#### [PROBLEM TO WORK ON]
Extend the piece below on SQL and multi-dimensional analysis, picking up right after its final sentence.

# START OF GIVEN TEXT

2.2.2 SQL can’t do multi-dimensional operations

"Relational databases simply can’t do some forms of multi-dimensional queries because of limitations in SQL and the relational model. The two-dimensional model is not intuitive and is difficult to use because it requires joins across many normalized data sets and the user needs to understand a complex database schema. In addition, SQL is not designed to perform time series analysis or complex mathematical functions."

Arguments like this assume that SQL is the interface that the user has to deal with, and that the data structures users see are the raw tables and columns in the database. Users would have to have the knowledge of the database designer to make sense of this, and the expertise of an experienced SQL programmer. This argument assumes the logical model shown to users must be the same as the physical one that the data is stored in.

There is no reason why the user interface to data analysis should be a direct mapping onto the physical structures used for data storage, in fact, because of the complex nature of OLTP database schema design, we actually need to do exactly the opposite if users are ever to exploit the potential in their data - we need to hide the physical structures and SQL access mechanism from the end user. Tools such as Discoverer use a meta-data layer to hide the relational design of an application from users and to present information in business, rather than technical terms. By extending this meta-data layer and making it active, rather than passive, we can provide most multi-dimensional operations directly against the relational database. This is explained further in the next section.

2.2.3 SQL can’t do some sorts of multi-dimensional queries

"Multi-dimensional operations such as ranking (top 10, bottom 10), percentage change (growth on same period last year), rolling averages and cumulative totals do not come naturally to SQL. SQL is inherently non-procedural and cannot be used for these forms of analysis."

Although these types of operations are often found in sophisticated OLAP tools, there is nothing inherently multi-dimensional about them, and all of the above could equally be applied to a one-dimensional relational query. Since these operations are not (currently) supported directly by SQL there are three options for a multi-dimensional/relational tool:

Implement the function in the front end tool
This is the most obvious choice for cumulative totals, percentage change and other similar reporting type functions.

Generate the necessary (complex) SQL to implement the function in the server.
For some operations this can be more efficient, requiring fewer rows to be returned to the client.

Extend the meta-data to provide more direct support
This is useful for direct support of things like ranking, which can easily be stored against pre-computed summary data.

2.2.4 Users have to understand joins and complex schemas

"Relational databases hold information in normalized form requiring users to have knowledge of relational keys and understand how to join tables together."

# END OF GIVEN TEXT
# START OF MATERIAL PROVIDED

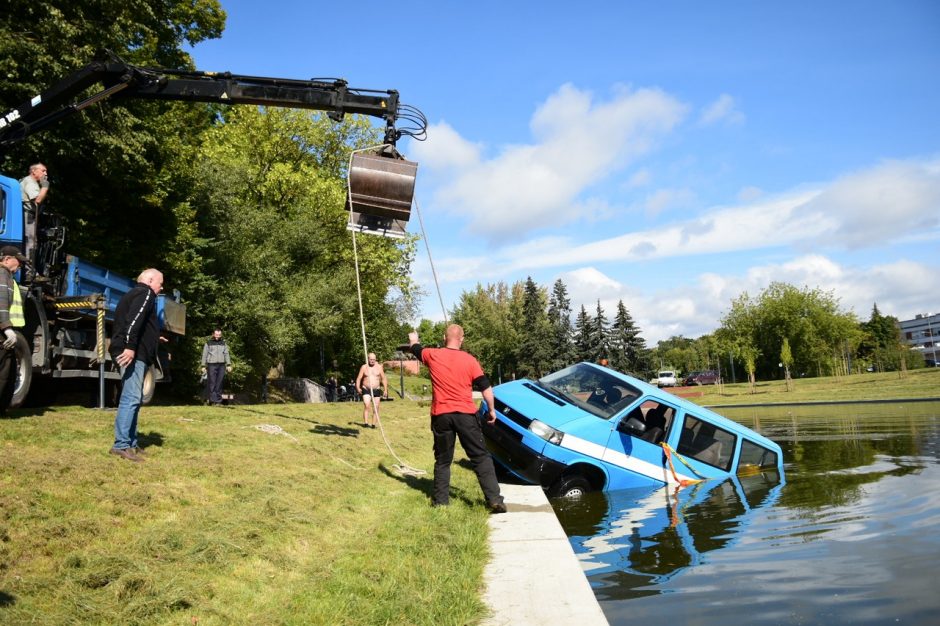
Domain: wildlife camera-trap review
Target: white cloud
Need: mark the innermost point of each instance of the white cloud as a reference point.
(640, 178)
(695, 307)
(724, 109)
(578, 142)
(444, 149)
(882, 203)
(663, 200)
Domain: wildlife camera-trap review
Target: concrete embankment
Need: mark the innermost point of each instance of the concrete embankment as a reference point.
(533, 576)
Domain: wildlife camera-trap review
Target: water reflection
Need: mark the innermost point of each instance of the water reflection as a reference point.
(851, 537)
(627, 540)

# END OF MATERIAL PROVIDED

#### [WRITTEN ANSWER]
Again, this assumes that the user interface to data analysis is limited to the schema of the application database . The End User Layer^(TM) meta data used by Discoverer handles these and other data structure issues by :

Grouping associated data into Business Areas that users are familiar with, such as Human Resources, General Ledger and Departmental Information.

Hiding database concepts such as tables, views, and synonyms by displaying a straightforward list of objects in each business area.

Renaming objects and adding text to explain the meaning of information.

Creating automatic joins between objects to hide the relational structure of the data.

Defining drill relationships to automatically retrieve more detailed information.

Section 3 describes how this meta-data is further extended with Oracle Discoverer, and made active to provide multi-dimensional functionality.

2.3 Benefits of using RDBMS for MD operations

If the multi-dimensional capabilities required by most business users can be met using a relational database as the data store, then there are significant benefits in terms of cost, maintenance, training and system administration.

OLTP and warehouse data held in the same database

Wide choice of hardware platforms

Utilize existing database skills

Only one system to backup and maintain

Users see up to date data

Open access to a wide variety of software tools

Ease of integration with OLTP production systems

Robust in dealing with very large databases

3. Extending the Relational Model

3.1 The End User Layer

If the relational model is extended through the use of an active meta-data layer, then we can retain all the advantages of using a relational database, whilst providing an additional user interface to the data through a multi-dimensional query and analysis tool. This is the role of the End User Layer in Discoverer.

In Oracle Discoverer, the active End User Layer stores and processes meta data which enables a multi-dimensional view of data to be presented to end users, and manipulated through a multi-dimensional interface. The RDBMS is treated simply as a repository for data, with the End User Layer handling all the mapping between the relational schema and the multi-dimensional model.

The End User Layer simplifies, joins, flattens and optionally summarizes data held in the underlying relational database. Multi-dimensional structures such as hierarchies are defined and may then be used for drill down and rollup analysis, with the appropriate SQL generated to retrieve data at the requested level of detail. The user interface to this is via a simple Windows 95 style navigator for picking information and a multi-dimensional pivot table for slicing, dicing, drill down and rollup. The End User Layer uses its knowledge of the database schema to generate the fastest SQL in order to satisfy the query.

3.2 Summarization management

Using the previous 3 dimensional example. we could perform any analysis combining any of the dimensions (Job Grade, Month and Department) with any aggregation of the measure (no of staff). In a normalized relational model this would always involve aggregating the base data unless we actually wanted to view all values of all three dimensions at once. The combinations of dimensions we could choose would be :

Job Grade
Month
Department
Job Grade, Month
Job Grade, Department
Month, Department
Job Grade, Month, Department

For the general case, given N dimensions there are 2**(N)-1 possible ways of combining the dimensions. The number of aggregate rows required depends on the number of valid combinations of dimension values, and the situation is complicated further when the dimensions are actually in multi-level hierarchies, with Month rolling up to Quarter and Year. However there are pruning techniques that can be employed, for example by specifying which combinations of dimensions or levels it does not make business sense to combine, and by not aggregating at all levels, allowing some minimal aggregation from a lower level, where required. . It is also true that the single dimension combinations (e.g. just Job Grade) result in the fewest number of extra rows being added, and also give the biggest gain in terms of performance by avoiding aggregation.

Although there is a trade-off in terms of database space used to hold summaries, this can be made very configurable, allowing an administrator to create pre-aggregated summaries where they will be most effective.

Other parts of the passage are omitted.